◆ **Given problem**: Please give every row below as a numbered list, skipping blank lines and leaving the pictures out.

◆ **Stored records**:

** start **

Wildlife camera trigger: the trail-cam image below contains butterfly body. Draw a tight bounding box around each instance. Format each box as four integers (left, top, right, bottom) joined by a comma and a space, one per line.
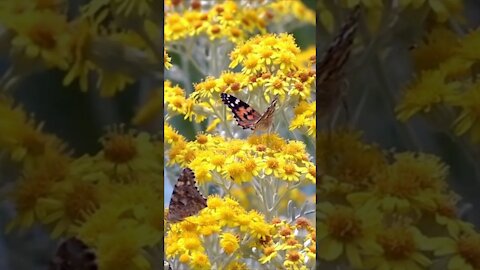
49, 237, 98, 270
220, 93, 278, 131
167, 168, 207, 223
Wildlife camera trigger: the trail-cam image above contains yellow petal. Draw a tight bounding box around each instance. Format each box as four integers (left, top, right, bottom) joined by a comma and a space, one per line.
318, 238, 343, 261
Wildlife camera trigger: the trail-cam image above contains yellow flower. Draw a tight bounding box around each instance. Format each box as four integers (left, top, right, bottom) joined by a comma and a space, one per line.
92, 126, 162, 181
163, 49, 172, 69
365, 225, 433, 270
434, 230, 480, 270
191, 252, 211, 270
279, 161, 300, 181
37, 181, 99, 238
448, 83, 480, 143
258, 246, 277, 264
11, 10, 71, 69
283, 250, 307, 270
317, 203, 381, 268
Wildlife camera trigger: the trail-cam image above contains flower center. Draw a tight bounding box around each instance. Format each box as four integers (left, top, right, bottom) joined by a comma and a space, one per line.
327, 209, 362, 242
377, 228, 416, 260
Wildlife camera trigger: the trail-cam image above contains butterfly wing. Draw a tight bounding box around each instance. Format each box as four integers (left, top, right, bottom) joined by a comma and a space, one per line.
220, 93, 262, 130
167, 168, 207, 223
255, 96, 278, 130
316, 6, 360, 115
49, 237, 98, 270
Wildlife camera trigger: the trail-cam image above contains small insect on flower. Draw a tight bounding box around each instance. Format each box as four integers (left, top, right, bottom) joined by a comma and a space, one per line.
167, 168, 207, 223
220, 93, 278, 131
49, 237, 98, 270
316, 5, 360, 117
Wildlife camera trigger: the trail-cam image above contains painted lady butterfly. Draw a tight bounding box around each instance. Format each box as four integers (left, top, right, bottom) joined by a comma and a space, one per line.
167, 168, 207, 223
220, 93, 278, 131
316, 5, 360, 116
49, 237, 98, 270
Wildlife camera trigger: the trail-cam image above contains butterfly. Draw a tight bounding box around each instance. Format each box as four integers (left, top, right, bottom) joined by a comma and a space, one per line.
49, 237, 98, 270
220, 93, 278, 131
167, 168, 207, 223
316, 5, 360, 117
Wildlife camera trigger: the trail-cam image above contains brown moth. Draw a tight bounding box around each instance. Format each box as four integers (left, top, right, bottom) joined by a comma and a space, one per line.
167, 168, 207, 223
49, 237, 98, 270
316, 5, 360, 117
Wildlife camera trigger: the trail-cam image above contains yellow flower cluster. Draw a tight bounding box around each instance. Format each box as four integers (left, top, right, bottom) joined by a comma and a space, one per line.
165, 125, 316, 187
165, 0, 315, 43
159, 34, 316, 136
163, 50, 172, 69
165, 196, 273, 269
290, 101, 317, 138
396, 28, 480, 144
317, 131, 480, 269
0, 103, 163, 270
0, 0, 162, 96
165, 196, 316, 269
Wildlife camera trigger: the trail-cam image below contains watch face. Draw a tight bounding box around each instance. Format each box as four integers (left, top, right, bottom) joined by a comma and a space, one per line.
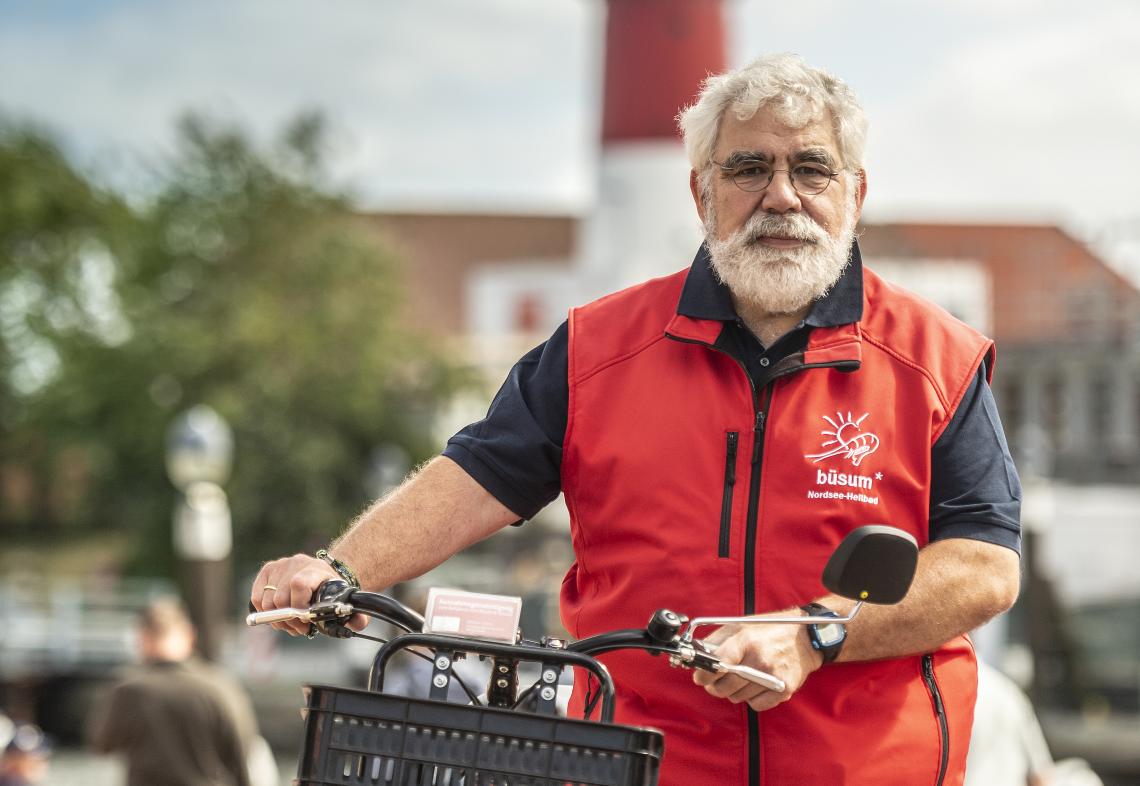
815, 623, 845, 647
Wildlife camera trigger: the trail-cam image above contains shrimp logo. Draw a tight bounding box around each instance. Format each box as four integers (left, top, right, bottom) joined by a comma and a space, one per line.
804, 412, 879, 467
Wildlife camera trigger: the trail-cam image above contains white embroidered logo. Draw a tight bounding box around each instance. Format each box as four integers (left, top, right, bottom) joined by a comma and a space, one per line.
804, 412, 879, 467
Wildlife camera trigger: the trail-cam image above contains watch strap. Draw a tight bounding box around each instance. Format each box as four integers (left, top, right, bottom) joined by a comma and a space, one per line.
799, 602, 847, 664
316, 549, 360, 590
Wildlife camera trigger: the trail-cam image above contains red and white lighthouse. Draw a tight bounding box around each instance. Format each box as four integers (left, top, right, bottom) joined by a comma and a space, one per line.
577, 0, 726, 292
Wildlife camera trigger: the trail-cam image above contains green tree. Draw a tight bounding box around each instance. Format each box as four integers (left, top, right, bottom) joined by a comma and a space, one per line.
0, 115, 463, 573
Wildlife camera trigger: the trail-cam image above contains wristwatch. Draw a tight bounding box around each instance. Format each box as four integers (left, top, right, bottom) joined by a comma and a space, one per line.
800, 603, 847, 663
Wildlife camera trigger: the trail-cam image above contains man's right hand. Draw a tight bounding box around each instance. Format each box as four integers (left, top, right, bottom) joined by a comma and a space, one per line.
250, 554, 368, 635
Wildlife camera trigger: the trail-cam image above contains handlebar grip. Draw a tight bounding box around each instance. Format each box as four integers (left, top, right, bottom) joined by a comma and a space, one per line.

** end **

◆ **Response to this task**:
1. Wildlife camera trigger: the trail-cam image below contains butterfly body. Draw a tight bounding box around each instance. Format each box as four integers (left, top, right, bottom) joined by a comma and a space, one per line.
2. 49, 237, 98, 270
3. 220, 93, 278, 131
4. 167, 168, 207, 223
5. Wildlife camera trigger: the trail-cam image above contains yellow petal. Draw a tight bounding box around each instance. Format each box as four integers (left, top, right, bottom) joined by a comma and a space, one per line.
6. 318, 238, 343, 261
7. Wildlife camera trigger: the trail-cam image above contains yellow flower. Draw a tight bounding box around each instance. Format each box as four integers (left, top, right, bottom) joined by a comma and a space, one per line.
8. 92, 126, 162, 181
9. 163, 49, 172, 69
10. 365, 225, 433, 270
11. 434, 230, 480, 270
12. 191, 252, 211, 270
13. 279, 161, 300, 181
14. 37, 181, 99, 238
15. 448, 83, 480, 143
16. 258, 246, 277, 264
17. 11, 10, 71, 69
18. 283, 250, 307, 270
19. 317, 203, 381, 268
20. Wildlife camera trigger: the trail-cam image above contains flower center. Draw a tight bounding box around each instance. Format each box as four integers (left, top, right, bottom) joined by a comma and a space, one per line.
21. 327, 209, 362, 242
22. 377, 228, 416, 260
23. Wildlife camera trigger: the trail-cam image above contains butterfly wing. Draw a tight bounding box around each instance. Format each box as four integers (left, top, right, bottom) joined by a comma and a space, one per line.
24. 220, 93, 262, 130
25. 167, 168, 207, 223
26. 255, 96, 278, 130
27. 316, 6, 360, 115
28. 49, 237, 98, 270
29. Wildlife camera trigger: the trail-cam image above contains small insect on flower. Draw a tight bounding box around each instance. Format each box as four integers (left, top, right, bottom) joined by a comma and a space, one per line.
30. 167, 168, 207, 223
31. 220, 93, 278, 131
32. 49, 237, 98, 270
33. 316, 5, 360, 117
34. Wildlife camera trigger: the trail-cam image above contains painted lady butterfly. Draw a tight bounding box around each instance. Format each box as four integers (left, top, right, bottom) joined by a comma and a space, one per line.
35. 167, 168, 207, 223
36. 220, 93, 278, 131
37. 316, 5, 360, 116
38. 49, 237, 98, 270
39. Wildlife camera trigger: the trail-cam image above contains butterfly. Draw a tight bounding box around each instance. Format each box as four integers (left, top, right, bottom) joined by a comma and a space, one per line.
40. 49, 237, 98, 270
41. 220, 93, 278, 131
42. 167, 168, 207, 223
43. 316, 5, 360, 117
44. Wildlife camera trigger: the trail-cam image above contains brown moth. Draw a tight bounding box around each instance. Format each box as four integers (left, top, right, bottom) joined by a comma and a space, one per line.
45. 167, 168, 207, 223
46. 49, 237, 98, 270
47. 316, 5, 360, 117
48. Wildlife camera trigger: the trail-cam image above contains yellow flower cluster. Draw a tight bounding box around each instance. Format each box as four integers (left, top, right, bottom) joined by a comma and a space, one per line.
49. 165, 125, 316, 187
50. 165, 0, 315, 43
51. 159, 34, 316, 136
52. 163, 50, 172, 69
53. 165, 196, 273, 269
54. 290, 101, 317, 138
55. 396, 28, 480, 144
56. 317, 131, 480, 269
57. 0, 103, 163, 270
58. 0, 0, 162, 96
59. 165, 196, 316, 269
60. Wildlife camera trigger: the trail-cam image below contains watch face. Draw a tight bounding box around each instance. Format each box as four integers (left, top, right, bottom) joined by a comma and a space, one per line.
61. 815, 623, 845, 647
62. Wildlife camera trigger: the trail-cam image above contains shrimp logo. Draw a tight bounding box around each instance. Format each box as four integers (left, top, right, bottom) joined by a comma and a space, one per line.
63. 804, 412, 879, 467
64. Wildlife camera trigger: the trail-cam image above contains white embroidered logo. Draw a tight bounding box around each instance. Format each box as four integers (left, top, right, bottom) joined by a comma and a space, one per line.
65. 804, 412, 879, 467
66. Wildlife camera trigger: the trail-cam image above contains watch strap. Draw a tight bounding box around each instance. Format each box as four integers (left, top, right, bottom) joined by a comma and a space, one per line.
67. 799, 602, 847, 664
68. 316, 549, 360, 590
69. Wildlife camera trigger: the trail-cam image above contains red and white lighthouse. Draw a tight bounding box around each instance. Format each box as four integers (left, top, right, bottom) joined by a comma and a space, one per line.
70. 577, 0, 726, 292
71. Wildlife camera trigger: the trail-cam image above contains green tree. Draw a tight bounding box around each instance. Format each box as four integers (left, top, right, bottom) joined by a comma and a space, one per line.
72. 0, 115, 463, 573
73. Wildlife camera trigger: the trail-cam image above contains wristwatch. Draw a tight bounding box around each instance. Format each box as four integers (left, top, right, bottom) joined by a comma and a space, one per line.
74. 800, 603, 847, 663
75. Wildlife camera trigger: the trail-cam image above contains man's right hand. Draw a tight bounding box around each instance. Format each box as four integers (left, top, right, bottom) joined by a comma and a space, one per line.
76. 250, 554, 368, 635
77. Wildlife camera trigger: the trail-cam image above contains handlebar grip. Draw a tight bounding box around each instance. Format each box as four integers (left, top, right, bottom) joined by a comma and a space, one per line.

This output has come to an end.